§ Record extracts:
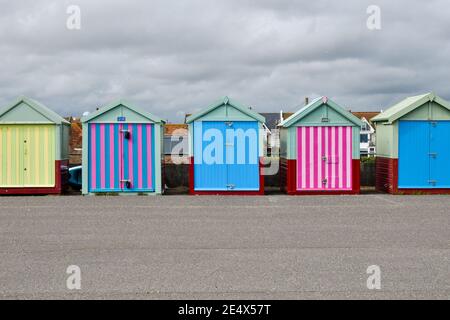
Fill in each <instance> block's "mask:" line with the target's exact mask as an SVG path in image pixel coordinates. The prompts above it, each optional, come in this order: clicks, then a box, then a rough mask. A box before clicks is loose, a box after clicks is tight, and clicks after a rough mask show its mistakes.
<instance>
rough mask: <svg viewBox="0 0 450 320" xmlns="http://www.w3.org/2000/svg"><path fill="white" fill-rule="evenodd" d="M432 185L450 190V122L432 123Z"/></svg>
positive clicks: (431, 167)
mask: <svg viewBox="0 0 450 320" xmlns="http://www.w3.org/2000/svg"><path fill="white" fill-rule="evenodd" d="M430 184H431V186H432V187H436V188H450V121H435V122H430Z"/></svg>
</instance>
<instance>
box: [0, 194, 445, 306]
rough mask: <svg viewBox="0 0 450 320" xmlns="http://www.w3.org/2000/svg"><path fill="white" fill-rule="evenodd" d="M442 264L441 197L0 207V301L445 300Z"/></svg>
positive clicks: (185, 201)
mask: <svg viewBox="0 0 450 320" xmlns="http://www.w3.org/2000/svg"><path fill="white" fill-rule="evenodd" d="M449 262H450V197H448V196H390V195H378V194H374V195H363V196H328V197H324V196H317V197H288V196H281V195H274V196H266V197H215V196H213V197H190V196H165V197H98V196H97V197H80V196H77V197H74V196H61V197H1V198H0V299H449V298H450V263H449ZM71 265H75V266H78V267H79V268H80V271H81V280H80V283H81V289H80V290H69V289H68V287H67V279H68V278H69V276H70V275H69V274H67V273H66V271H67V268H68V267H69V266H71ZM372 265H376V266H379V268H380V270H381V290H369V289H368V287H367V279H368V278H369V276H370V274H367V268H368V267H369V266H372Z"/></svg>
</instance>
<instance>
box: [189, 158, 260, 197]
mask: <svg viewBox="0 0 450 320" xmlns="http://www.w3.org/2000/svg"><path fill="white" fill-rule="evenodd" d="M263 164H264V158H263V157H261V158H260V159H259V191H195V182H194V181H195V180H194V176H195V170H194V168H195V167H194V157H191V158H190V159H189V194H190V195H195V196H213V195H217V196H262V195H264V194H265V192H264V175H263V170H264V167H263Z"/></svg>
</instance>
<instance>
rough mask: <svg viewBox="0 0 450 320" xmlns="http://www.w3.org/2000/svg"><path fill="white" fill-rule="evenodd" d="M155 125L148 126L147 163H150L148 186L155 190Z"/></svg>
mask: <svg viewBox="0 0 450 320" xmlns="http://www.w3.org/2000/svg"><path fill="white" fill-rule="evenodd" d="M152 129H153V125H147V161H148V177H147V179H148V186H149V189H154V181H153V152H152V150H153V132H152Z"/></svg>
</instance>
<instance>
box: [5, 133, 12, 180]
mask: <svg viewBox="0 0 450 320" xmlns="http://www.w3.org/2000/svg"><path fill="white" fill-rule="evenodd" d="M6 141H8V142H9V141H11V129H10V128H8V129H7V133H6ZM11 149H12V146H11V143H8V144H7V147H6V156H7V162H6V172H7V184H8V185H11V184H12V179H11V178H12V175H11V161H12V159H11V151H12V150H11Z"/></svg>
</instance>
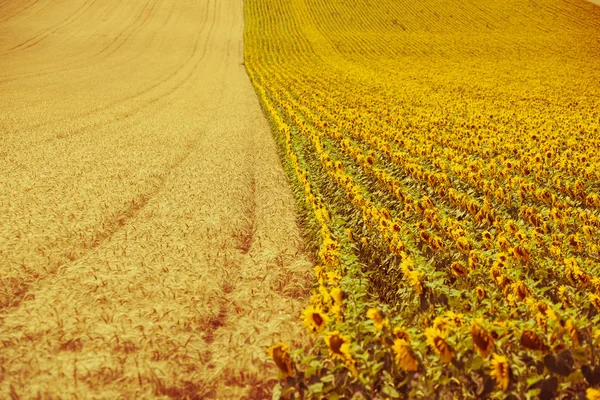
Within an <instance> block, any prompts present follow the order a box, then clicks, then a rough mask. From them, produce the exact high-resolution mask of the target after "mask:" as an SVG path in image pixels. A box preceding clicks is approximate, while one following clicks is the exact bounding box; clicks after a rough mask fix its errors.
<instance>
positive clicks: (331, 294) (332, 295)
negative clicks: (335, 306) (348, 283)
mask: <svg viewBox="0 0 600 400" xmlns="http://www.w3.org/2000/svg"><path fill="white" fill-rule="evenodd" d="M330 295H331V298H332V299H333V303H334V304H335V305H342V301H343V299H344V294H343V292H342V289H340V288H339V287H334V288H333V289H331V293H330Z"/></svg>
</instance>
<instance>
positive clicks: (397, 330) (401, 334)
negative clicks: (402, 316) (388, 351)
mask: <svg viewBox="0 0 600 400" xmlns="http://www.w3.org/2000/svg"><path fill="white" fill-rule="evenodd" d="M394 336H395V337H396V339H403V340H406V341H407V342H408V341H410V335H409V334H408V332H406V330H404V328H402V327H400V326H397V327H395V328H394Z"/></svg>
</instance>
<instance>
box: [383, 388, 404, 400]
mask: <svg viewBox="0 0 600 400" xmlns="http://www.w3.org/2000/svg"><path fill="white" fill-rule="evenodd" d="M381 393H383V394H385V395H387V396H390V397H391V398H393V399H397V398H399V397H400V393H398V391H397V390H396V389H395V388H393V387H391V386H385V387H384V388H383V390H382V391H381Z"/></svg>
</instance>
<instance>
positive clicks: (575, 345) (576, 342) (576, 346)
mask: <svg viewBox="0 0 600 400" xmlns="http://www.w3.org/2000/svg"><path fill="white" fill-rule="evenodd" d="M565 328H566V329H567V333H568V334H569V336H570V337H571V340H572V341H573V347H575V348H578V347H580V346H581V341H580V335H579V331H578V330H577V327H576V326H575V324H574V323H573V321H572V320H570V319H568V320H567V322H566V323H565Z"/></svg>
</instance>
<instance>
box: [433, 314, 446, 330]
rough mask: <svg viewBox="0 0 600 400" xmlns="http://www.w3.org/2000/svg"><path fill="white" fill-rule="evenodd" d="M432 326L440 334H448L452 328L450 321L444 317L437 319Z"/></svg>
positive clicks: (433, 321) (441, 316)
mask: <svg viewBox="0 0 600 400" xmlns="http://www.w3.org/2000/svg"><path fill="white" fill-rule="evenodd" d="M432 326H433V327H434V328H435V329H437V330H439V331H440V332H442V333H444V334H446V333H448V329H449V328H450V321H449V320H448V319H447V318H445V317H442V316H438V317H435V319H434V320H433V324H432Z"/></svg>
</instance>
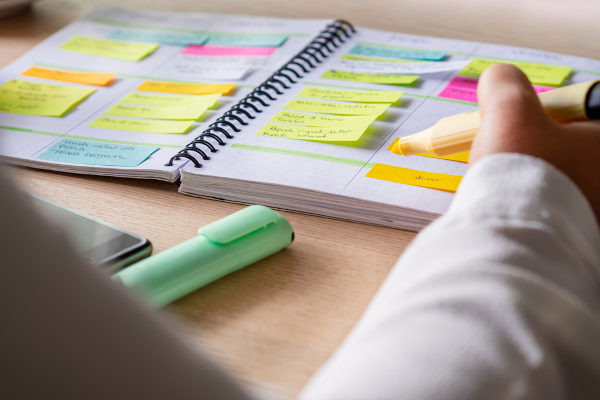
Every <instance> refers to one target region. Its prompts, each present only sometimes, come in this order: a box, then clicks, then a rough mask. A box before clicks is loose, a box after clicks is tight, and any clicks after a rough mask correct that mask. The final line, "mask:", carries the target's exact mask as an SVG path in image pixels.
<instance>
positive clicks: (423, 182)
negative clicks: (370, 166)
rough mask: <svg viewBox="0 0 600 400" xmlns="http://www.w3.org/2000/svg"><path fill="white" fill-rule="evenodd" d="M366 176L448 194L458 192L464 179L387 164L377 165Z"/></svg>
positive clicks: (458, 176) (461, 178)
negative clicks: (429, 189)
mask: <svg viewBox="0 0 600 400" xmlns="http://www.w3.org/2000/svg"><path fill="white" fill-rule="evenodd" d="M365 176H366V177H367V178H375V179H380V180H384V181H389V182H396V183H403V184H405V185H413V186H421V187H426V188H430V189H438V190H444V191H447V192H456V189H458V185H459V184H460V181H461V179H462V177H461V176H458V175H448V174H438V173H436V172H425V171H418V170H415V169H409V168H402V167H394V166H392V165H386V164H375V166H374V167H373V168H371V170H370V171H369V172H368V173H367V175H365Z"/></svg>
==
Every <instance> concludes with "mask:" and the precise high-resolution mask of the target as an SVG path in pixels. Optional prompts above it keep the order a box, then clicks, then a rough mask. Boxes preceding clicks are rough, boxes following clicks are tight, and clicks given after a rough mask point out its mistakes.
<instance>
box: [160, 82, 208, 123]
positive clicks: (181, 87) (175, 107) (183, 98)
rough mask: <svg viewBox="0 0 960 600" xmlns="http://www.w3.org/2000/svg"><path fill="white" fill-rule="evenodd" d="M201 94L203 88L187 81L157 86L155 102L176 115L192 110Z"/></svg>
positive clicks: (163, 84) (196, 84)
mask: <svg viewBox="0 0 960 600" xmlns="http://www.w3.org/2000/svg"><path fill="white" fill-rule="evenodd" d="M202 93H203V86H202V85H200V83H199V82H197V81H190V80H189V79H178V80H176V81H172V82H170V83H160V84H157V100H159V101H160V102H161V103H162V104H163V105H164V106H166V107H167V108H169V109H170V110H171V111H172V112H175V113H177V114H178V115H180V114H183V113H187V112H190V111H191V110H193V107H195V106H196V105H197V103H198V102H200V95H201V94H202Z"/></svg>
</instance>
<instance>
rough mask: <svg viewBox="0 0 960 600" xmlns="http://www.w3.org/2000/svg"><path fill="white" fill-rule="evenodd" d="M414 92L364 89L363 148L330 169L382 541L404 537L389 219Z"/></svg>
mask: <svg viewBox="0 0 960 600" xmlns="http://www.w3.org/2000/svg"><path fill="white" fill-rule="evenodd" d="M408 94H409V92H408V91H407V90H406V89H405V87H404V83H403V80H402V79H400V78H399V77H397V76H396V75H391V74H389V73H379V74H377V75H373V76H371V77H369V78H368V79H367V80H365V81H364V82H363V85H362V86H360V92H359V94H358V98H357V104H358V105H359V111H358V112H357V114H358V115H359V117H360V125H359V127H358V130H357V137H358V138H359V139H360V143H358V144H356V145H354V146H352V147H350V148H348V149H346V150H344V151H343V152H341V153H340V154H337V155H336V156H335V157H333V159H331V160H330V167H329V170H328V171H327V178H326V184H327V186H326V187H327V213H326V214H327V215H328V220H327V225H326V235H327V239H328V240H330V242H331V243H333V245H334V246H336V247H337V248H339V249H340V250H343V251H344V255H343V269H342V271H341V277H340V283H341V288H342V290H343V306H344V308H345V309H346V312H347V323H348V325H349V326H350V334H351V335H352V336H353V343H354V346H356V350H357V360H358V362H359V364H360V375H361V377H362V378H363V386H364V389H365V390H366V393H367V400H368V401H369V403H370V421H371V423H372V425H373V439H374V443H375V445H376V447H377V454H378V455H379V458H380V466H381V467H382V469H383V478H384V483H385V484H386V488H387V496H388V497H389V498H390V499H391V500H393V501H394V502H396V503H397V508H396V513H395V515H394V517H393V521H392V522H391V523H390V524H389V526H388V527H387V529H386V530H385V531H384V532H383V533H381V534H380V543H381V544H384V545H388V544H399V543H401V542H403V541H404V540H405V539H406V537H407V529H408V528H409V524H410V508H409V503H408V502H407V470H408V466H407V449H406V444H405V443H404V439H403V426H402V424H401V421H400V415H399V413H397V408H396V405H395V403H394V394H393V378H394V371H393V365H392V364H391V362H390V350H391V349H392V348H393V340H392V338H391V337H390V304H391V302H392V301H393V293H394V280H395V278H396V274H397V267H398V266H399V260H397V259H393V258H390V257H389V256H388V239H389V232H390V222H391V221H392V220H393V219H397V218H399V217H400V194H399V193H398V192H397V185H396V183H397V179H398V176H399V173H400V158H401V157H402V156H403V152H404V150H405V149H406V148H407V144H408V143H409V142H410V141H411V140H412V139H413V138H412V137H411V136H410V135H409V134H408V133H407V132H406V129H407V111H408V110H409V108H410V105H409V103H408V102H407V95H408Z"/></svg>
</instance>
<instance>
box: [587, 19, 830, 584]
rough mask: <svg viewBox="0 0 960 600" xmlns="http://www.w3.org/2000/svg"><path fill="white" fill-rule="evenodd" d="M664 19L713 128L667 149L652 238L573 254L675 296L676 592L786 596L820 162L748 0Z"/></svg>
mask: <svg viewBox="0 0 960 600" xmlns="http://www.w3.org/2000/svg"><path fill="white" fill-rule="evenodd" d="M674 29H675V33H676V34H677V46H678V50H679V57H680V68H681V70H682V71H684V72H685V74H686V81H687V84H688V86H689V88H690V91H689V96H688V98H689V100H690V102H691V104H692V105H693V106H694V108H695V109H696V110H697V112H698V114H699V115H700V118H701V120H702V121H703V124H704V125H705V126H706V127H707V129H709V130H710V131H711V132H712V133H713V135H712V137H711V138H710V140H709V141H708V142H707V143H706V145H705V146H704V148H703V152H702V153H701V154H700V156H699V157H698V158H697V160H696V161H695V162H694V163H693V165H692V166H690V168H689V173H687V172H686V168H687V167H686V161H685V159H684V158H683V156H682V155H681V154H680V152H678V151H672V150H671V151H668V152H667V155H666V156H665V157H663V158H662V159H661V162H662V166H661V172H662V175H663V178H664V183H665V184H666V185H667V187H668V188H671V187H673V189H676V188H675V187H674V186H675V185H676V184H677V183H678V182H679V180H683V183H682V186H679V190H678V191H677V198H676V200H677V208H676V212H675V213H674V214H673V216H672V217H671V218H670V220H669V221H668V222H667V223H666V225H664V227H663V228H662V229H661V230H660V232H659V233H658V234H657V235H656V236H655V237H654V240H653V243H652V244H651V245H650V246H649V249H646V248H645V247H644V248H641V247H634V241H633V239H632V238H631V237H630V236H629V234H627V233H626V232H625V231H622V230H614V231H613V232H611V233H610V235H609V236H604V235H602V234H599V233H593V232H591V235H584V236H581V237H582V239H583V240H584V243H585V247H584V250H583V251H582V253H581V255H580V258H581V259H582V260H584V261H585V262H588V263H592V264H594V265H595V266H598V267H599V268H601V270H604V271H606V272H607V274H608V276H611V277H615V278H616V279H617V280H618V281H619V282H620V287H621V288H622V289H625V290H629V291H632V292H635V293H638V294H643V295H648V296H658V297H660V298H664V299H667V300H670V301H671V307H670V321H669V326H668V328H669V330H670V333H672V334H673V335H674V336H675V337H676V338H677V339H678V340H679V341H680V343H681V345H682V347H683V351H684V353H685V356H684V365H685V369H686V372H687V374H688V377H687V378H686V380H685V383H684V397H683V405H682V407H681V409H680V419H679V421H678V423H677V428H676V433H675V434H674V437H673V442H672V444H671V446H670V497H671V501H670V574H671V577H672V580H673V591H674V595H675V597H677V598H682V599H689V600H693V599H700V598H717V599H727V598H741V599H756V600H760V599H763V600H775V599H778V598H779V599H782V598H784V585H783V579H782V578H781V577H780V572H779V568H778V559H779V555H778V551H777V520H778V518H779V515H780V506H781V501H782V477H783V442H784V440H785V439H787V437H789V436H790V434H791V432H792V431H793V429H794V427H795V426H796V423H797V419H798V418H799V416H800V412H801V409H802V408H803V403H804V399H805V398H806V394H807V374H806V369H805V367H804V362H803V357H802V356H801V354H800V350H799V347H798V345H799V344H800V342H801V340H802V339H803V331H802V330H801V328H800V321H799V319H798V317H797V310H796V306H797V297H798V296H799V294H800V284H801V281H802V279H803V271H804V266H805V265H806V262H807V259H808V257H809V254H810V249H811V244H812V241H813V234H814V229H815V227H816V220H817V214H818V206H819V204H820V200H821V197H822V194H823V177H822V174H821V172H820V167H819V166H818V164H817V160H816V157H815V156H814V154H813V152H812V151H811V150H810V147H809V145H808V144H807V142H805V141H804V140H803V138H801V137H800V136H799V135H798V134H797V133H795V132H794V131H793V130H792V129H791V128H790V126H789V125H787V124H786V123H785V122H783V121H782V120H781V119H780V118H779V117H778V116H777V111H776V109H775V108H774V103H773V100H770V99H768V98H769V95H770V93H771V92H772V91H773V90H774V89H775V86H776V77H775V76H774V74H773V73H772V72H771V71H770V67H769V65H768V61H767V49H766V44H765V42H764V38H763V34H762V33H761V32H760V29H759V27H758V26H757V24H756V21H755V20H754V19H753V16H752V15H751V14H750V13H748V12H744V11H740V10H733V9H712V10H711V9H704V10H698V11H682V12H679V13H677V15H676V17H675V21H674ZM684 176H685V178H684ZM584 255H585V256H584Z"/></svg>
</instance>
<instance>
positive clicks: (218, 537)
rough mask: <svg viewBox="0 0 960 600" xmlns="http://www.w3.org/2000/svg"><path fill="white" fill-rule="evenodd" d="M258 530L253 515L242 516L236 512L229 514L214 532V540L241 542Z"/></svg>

§ What you are asked to do:
For each line in the data that contains the string "exact", give a copy of that line.

§ Completed task:
Fill in each <instance> block's "mask:" line with the target's exact mask as an SVG path in image pixel coordinates. The prompts above it, each optional, come in this order: clicks, then a box, then a rough mask. A box before clicks is loose, a box after clicks is tight, and clicks after a rough mask show its mistakes.
Within an <instance> block, any prompts present follow the order a box, then clicks, then a rough mask. From them, produce the exact high-resolution mask of the target after "mask:" as an SVG path in image pixels. A box preceding clicks is approximate, while one following clicks is the exact bounding box; clicks after a rough mask fix its errors.
Every <instance> refers to one target region. Its prompts, each present only sometimes, come in this order: a box, then clicks, then a rough mask. A box before clicks is loose, a box after clicks is tight, and any clicks after a rough mask correct that mask. The final line, "mask:", carries the target's exact mask as an SVG path in image pixels.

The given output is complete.